WORK REQUEST » Show, in full, each line of the data that contains "below".
%%
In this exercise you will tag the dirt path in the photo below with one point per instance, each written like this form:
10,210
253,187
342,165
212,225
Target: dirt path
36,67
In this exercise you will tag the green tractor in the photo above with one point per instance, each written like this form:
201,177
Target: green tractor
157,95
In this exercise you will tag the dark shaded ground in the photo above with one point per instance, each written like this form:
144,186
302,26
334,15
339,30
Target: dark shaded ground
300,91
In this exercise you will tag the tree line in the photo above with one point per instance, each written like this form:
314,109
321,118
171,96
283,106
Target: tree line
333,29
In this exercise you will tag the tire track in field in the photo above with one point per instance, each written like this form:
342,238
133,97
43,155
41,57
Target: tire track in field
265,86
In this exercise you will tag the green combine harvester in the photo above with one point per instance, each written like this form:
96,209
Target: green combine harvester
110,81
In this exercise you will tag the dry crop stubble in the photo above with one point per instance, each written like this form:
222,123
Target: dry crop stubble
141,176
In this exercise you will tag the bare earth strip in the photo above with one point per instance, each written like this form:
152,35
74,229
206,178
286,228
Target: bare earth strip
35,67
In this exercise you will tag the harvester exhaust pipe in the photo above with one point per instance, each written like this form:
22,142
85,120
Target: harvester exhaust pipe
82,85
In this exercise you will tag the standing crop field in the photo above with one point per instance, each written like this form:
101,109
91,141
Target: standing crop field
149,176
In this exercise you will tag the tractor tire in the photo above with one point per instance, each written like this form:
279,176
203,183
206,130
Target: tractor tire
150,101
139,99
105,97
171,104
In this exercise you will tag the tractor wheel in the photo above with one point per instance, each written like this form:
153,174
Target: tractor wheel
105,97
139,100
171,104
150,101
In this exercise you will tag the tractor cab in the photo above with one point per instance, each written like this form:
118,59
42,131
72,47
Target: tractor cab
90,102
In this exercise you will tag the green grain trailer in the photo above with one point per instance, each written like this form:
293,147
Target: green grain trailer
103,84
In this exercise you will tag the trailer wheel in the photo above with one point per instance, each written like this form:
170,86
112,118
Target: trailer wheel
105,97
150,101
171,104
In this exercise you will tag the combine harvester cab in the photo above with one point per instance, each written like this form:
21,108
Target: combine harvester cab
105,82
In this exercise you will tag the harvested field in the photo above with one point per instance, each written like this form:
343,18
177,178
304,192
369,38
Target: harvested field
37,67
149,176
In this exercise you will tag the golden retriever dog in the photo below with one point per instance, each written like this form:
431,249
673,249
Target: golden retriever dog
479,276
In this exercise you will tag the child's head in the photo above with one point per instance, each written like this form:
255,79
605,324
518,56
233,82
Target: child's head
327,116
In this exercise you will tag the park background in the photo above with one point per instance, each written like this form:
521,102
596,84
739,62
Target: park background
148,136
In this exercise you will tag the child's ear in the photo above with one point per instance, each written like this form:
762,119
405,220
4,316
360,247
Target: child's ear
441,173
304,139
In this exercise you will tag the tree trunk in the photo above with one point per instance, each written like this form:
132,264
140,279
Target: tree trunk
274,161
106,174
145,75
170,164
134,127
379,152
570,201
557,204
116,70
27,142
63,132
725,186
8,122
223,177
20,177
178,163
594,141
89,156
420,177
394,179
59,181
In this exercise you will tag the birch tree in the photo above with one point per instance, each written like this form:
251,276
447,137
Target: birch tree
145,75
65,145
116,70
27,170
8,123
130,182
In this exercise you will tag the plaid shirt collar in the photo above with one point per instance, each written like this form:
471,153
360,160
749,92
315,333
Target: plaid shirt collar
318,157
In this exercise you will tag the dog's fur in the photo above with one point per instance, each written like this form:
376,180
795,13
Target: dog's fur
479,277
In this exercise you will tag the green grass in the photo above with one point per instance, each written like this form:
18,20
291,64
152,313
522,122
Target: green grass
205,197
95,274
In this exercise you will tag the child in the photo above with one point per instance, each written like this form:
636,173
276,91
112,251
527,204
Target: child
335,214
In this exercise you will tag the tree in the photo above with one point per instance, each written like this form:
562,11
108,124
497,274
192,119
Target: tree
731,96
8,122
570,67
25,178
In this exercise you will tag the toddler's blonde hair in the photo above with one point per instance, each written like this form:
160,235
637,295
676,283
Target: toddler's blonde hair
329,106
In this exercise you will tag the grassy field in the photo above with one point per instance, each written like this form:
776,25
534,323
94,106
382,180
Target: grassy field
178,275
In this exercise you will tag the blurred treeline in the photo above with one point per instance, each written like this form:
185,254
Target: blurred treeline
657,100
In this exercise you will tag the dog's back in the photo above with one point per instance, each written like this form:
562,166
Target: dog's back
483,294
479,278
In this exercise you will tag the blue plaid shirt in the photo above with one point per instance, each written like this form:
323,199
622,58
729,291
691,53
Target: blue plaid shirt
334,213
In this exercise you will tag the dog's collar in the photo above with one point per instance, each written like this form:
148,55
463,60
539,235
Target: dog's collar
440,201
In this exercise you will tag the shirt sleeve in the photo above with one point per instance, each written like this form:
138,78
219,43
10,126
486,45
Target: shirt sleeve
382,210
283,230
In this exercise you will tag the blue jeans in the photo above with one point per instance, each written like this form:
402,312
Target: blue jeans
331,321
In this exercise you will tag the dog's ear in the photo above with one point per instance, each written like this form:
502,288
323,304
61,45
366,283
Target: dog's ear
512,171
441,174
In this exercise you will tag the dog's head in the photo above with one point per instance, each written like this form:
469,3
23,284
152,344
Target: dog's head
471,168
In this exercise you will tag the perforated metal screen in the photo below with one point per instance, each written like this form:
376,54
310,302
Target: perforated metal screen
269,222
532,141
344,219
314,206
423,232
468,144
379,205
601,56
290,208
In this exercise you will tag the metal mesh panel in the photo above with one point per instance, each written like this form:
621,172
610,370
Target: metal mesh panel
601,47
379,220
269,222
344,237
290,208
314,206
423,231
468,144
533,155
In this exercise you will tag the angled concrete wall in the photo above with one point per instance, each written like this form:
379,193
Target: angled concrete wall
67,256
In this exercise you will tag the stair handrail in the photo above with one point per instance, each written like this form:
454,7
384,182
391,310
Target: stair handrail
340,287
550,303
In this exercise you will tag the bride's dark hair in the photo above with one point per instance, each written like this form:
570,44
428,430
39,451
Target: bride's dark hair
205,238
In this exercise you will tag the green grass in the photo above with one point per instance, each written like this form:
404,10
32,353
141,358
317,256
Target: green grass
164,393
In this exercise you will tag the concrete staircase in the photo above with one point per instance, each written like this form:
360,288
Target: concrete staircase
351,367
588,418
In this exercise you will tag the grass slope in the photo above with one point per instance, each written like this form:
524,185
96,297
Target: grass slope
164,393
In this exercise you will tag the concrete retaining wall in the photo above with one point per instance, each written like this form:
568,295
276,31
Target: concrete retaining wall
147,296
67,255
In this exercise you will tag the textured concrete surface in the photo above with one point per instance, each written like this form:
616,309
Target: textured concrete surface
%%
EXERCISE SOLUTION »
In this exercise you will tag the dirt path in the photo below with one point per instance, each written like this form:
In this exercise you will tag the golden retriever dog in the photo below with one point per instance, each written like this form:
In this exercise you will tag the perforated metal screen in the photo below with one point per instance, each written like this form:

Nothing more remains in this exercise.